■ Work to complete ■
1) Could you copy, word for word, everything in the commentary on moral consistency and the brain from "But the research" down to "controls moral consistency."?
2) What comes after the final sentence of the commentary on moral consistency and the brain? Carry that commentary forward from its last sentence.

■ Text block ■

Honesty is such a lonely word, as Billy Joel observed, and rightly so; everyone is so untrue. I know I am on occasion, despite my ambition to be completely honest. It's human nature, our fallen nature.
At any rate the researchers found:
The brain scans revealed physical differences between people who held consistent moral views and those who did not. The researchers looked at the specific patterns of brain activity rather than just the overall brightness of the brain scans. In morally consistent people, the ventromedial prefrontal cortex showed similar activity patterns during both the behavioral and the judgment tasks.
But the research didn't stop there:
Half of the participants received actual stimulation aimed at the ventromedial prefrontal cortex. The other half received a fake version of the treatment, known as a sham stimulation. After the procedure, all participants completed the same card game and judgment exercises.
The people who received the real brain stimulation showed a wider gap between their behavior and their judgments. By disrupting the normal function of the brain region, the researchers successfully made people more hypocritical. This proved that the ventromedial prefrontal cortex directly controls moral consistency.
end
The $64,000 question is which came first, the frontal lobe or the egg? Is this lack of communication a function of brain architecture, perhaps genetic, or is it how the brain developed as a result of neuroplasticity, of being dishonest leading to a loss of a largely unused neural connection?
Brain architecture changes with use or lack thereof, and we call that neuroplasticity. In fact it's been proven that you can change the shape of your brain by an act of will (see the work of Jeffrey Shwartz with OCD patients and mindful meditation). If you choose to exercise that particular neural muscle and seek to be consistent in your thinking you will be more capable of being consistent. If you ignore your nagging conscience (which is what we are talking about here) that neural pathway will wither and you will be an amoral jackass.
The Bible put it best "as a man thinketh so shall he be".
Naturally, the conclusion the researchers reached was that it was not a matter of free will but a neurological problem. Neuroscience has been attacking free will for decades now and so has the rest of science and increasingly they seek to make all human behavior explainable not by choices made but by a hard-wired neural paradigm in which free will is an illusion - and thus we should have a technocracy where experts rule and the public is "treated" for bad behavior medically. It has never worked when it's been tried but they keep going back to it anyway.

■ Stored data ■
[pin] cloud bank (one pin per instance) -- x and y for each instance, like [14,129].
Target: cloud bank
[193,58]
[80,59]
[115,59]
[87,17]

■ Set of answers ■
1)
But the research didn't stop there:
Half of the participants received actual stimulation aimed at the ventromedial prefrontal cortex. The other half received a fake version of the treatment, known as a sham stimulation. After the procedure, all participants completed the same card game and judgment exercises.
The people who received the real brain stimulation showed a wider gap between their behavior and their judgments. By disrupting the normal function of the brain region, the researchers successfully made people more hypocritical. This proved that the ventromedial prefrontal cortex directly controls moral consistency.

2)
It should come as no surprise the Chinese conducted this study; it comports perfectly with the authoritarian impulses of the Chinese Communist government.
As the article points out, the study was only involving money and involving Chinese people (Chinese culture has long put a high value on financial matters.)
I would like to try this on Christians v. non-Christians. I suspect the Christians would fare far better than did the Chinese test subjects here.
Another point to ponder; this is not a truly blind study insofar as the participants knew full well they were being tested for SOMETHING. And since they were getting paid why not fudge your thinking on it? It's not like it had real-world importance anyway. I wouldn't fudge on something if it hurt someone or took something away from someone else but they just might fudge a bit to get more money from researchers. No harm, no foul! What should have happened was the participants should have been told that if they got the money the other test subjects would be penalized. That would make all the difference in the world.
In the end this study doesn't tell us anything we basically already knew, and it certainly doesn't release anyone from any moral judgment that hypocrisy imposes. If you are a hypocrite you are a hypocrite. Just because your brain is numb to the fact does not change the underlying situation. Instead of using this to excuse bad behavior we should use this to promote strengthening our moral fiber through better moral education, through a more dynamic practice of religious moral teaching, and frankly through a greater judgmentalism, something that the modern Western World at least has eschewed in favor of relativism and "acceptance". That is what this study will be used to promote, I have no doubt, but it is the exact wrong takeaway from this.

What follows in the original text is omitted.